— WHAT IS REQUIRED —
Copy out the complete listing, word for word.

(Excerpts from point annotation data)
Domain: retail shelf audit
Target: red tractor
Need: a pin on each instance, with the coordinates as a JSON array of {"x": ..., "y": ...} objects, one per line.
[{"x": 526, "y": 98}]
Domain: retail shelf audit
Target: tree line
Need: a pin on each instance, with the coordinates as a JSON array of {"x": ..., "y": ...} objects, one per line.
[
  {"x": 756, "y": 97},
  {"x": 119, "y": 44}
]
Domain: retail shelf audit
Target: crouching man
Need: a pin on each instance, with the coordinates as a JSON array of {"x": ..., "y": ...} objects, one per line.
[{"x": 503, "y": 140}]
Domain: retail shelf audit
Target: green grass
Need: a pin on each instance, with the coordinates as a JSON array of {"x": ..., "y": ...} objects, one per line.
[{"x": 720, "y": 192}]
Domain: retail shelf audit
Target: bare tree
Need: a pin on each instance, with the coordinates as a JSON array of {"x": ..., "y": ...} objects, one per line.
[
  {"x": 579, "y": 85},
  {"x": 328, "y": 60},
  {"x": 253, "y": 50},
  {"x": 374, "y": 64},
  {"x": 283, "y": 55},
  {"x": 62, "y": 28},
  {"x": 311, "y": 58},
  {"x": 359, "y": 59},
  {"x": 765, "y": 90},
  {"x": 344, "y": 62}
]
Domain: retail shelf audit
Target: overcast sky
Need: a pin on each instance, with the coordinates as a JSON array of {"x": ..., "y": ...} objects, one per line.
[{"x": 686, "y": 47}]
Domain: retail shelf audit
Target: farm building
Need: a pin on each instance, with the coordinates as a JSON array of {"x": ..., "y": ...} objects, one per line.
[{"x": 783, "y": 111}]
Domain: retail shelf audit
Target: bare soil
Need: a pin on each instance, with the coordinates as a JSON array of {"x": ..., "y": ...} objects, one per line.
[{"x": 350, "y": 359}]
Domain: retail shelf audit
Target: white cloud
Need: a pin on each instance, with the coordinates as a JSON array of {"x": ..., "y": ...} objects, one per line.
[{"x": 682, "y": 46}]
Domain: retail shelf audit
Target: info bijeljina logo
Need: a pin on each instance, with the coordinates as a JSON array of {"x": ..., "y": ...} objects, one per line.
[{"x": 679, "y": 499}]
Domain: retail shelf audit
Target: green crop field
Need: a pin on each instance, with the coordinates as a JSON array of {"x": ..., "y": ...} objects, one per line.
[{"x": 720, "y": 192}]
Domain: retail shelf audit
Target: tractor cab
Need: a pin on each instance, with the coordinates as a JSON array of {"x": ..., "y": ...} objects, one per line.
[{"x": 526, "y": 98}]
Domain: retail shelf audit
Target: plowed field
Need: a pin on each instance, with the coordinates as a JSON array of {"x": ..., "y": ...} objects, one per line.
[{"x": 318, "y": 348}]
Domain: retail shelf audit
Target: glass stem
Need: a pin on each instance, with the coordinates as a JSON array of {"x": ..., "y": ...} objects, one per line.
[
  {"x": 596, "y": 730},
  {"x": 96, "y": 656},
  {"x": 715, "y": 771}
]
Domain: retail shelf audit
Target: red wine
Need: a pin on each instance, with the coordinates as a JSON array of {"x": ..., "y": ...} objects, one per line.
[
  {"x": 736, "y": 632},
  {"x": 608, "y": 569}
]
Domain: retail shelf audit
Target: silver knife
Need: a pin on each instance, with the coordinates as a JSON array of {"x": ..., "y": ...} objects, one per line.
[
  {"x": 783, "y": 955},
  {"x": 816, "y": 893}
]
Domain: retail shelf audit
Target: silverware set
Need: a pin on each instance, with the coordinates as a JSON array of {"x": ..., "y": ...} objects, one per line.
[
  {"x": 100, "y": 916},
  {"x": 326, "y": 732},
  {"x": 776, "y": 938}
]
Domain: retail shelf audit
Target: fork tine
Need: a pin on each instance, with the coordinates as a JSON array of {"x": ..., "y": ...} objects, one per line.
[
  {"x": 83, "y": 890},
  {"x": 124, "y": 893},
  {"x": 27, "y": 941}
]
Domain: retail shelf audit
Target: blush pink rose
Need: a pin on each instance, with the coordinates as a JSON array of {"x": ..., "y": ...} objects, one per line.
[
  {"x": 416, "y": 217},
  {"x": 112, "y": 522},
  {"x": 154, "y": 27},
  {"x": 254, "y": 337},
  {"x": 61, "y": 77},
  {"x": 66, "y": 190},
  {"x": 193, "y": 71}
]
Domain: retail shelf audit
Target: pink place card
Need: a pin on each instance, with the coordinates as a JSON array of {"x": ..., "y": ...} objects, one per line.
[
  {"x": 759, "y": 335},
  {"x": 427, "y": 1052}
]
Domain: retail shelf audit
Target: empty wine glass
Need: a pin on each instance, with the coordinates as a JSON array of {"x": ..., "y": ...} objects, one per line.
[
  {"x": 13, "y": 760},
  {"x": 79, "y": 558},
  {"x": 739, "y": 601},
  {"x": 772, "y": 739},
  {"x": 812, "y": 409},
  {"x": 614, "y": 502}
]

— WRITTEN RESPONSE —
Domain: retail shelf audit
Target: red tractor
Need: a pin on each instance, with the coordinates as a JSON array of {"x": ..., "y": ...} objects, one per line.
[{"x": 526, "y": 98}]
Domain: retail shelf audit
Target: tree line
Need: a pin on each instance, with the coordinates as a JSON array of {"x": ..., "y": ...} objects, one per line.
[
  {"x": 756, "y": 97},
  {"x": 119, "y": 44}
]
Domain: retail shelf audit
Target: crouching man
Need: a pin on each instance, with the coordinates as a JSON array of {"x": ..., "y": ...} objects, one per line.
[{"x": 503, "y": 140}]
Domain: retail shelf audit
Target: green grass
Need: a pin on each instance, with the coordinates as a JSON array of {"x": ..., "y": ...} objects, one per line.
[{"x": 720, "y": 192}]
Domain: retail shelf audit
Target: bare tree
Need: a pin on each instance, with the coordinates as a JSON array of {"x": ..., "y": ...} objects, one per line.
[
  {"x": 579, "y": 85},
  {"x": 328, "y": 60},
  {"x": 253, "y": 50},
  {"x": 374, "y": 64},
  {"x": 283, "y": 55},
  {"x": 62, "y": 28},
  {"x": 311, "y": 58},
  {"x": 359, "y": 59},
  {"x": 765, "y": 90},
  {"x": 344, "y": 62}
]
Domain: retail shelf audit
Target: overcast sky
Need: a pin on each instance, with the coordinates as a JSON array of {"x": ..., "y": ...} objects, one per line.
[{"x": 686, "y": 47}]
Domain: retail shelf audit
Target: farm building
Need: a pin on each instance, with the coordinates as a JSON array of {"x": ..., "y": ...} objects, one per line.
[{"x": 783, "y": 111}]
Domain: retail shelf audit
Target: bare soil
Need: a pin on each instance, with the coordinates as a JSON array of {"x": ..., "y": ...} objects, one per line.
[{"x": 350, "y": 359}]
Domain: retail shelf audit
Target: white cloud
Need: a pin on each instance, with the coordinates as a JSON array of {"x": ..., "y": ...} objects, one per line.
[{"x": 682, "y": 46}]
Domain: retail shelf audit
Target: info bijeljina logo
Need: a pin on each instance, with the coordinates as a JSON array of {"x": ..., "y": ...} objects, one per line.
[{"x": 679, "y": 499}]
Domain: retail shelf audit
Target: green crop field
Need: a pin on each instance, with the coordinates as a JSON array of {"x": ..., "y": ...} objects, one per line.
[{"x": 720, "y": 192}]
Domain: retail shelf audit
Target: tractor cab
Need: a pin on each instance, with the coordinates as a JSON array of {"x": ..., "y": ...} objects, one per line.
[{"x": 526, "y": 98}]
Domain: retail shelf audit
Target: plowed field
Need: a pin on each instance, with the coordinates as a JSON array of {"x": ..., "y": ...} objects, one per line.
[{"x": 318, "y": 348}]
Domain: retail shelf audit
Target: glass stem
Need: a pin on each instance, with the coordinates as a JSON array of {"x": ..., "y": ...} objects, one per line.
[
  {"x": 596, "y": 730},
  {"x": 96, "y": 656},
  {"x": 715, "y": 771}
]
Domain: retail shelf audit
Target: red wine
Need: a pin on each instance, with the coordinates as a JSON array of {"x": ..., "y": ...} objects, one per line.
[
  {"x": 736, "y": 632},
  {"x": 608, "y": 569}
]
Domain: retail shelf audit
Target: silver knife
Need: a pin on each instance, with the coordinates as a JSON array of {"x": ..., "y": ...} objects, one per line.
[
  {"x": 783, "y": 955},
  {"x": 816, "y": 893}
]
Domain: retail shelf audit
Target: silverware set
Need: a pin on each instance, with the coordinates as a JSON array of {"x": ..., "y": ...} objects, one per line.
[
  {"x": 100, "y": 916},
  {"x": 326, "y": 732},
  {"x": 776, "y": 938}
]
Domain: retail shelf audit
Target: fork tine
Need: a pin on each instance, with the coordinates as a JSON array of {"x": ..., "y": ...} objects, one per line.
[
  {"x": 83, "y": 890},
  {"x": 124, "y": 893},
  {"x": 27, "y": 941}
]
Domain: retail shelf audit
Target: blush pink rose
Need: a pin on each instance, with the coordinates as a JSON array of {"x": ..., "y": ...} objects, one per line.
[
  {"x": 416, "y": 217},
  {"x": 112, "y": 522},
  {"x": 154, "y": 27},
  {"x": 254, "y": 337},
  {"x": 61, "y": 77},
  {"x": 66, "y": 190},
  {"x": 193, "y": 71}
]
Domain: retail shelf audit
Target: pink place card
Need: a pin on each instance, with the coordinates as a JSON array of {"x": ..., "y": ...} objects, one per line.
[
  {"x": 759, "y": 335},
  {"x": 427, "y": 1052}
]
Domain: retail shelf audit
Target: empty wine glass
Need: a pin on each instance, with the coordinates as a JSON array of {"x": ..., "y": ...} objects, one per line.
[
  {"x": 13, "y": 760},
  {"x": 79, "y": 558},
  {"x": 739, "y": 601},
  {"x": 772, "y": 739},
  {"x": 812, "y": 409},
  {"x": 614, "y": 502}
]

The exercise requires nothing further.